_ASSIGNMENT_: Below are the records; print them all without any alteration.

[Records excerpted from a collection]
• • • •
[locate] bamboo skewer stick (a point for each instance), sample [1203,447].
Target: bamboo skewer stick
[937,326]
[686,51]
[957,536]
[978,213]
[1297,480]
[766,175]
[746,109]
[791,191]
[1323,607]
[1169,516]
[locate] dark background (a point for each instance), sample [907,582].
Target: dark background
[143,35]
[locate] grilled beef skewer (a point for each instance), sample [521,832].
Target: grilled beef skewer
• • • •
_RESULT OF THE TASK_:
[locate] bamboo skewer stick (a point for each instance), sample [1203,447].
Target: bamboo skewer stick
[937,326]
[686,51]
[957,536]
[978,213]
[1297,480]
[766,175]
[746,109]
[791,191]
[1323,607]
[1169,516]
[locate] dark background (a point for each instance), sample [907,582].
Target: dark background
[143,35]
[locate] grilled beef skewer (a point for each instance), sample [521,832].
Target: grilled beef skewer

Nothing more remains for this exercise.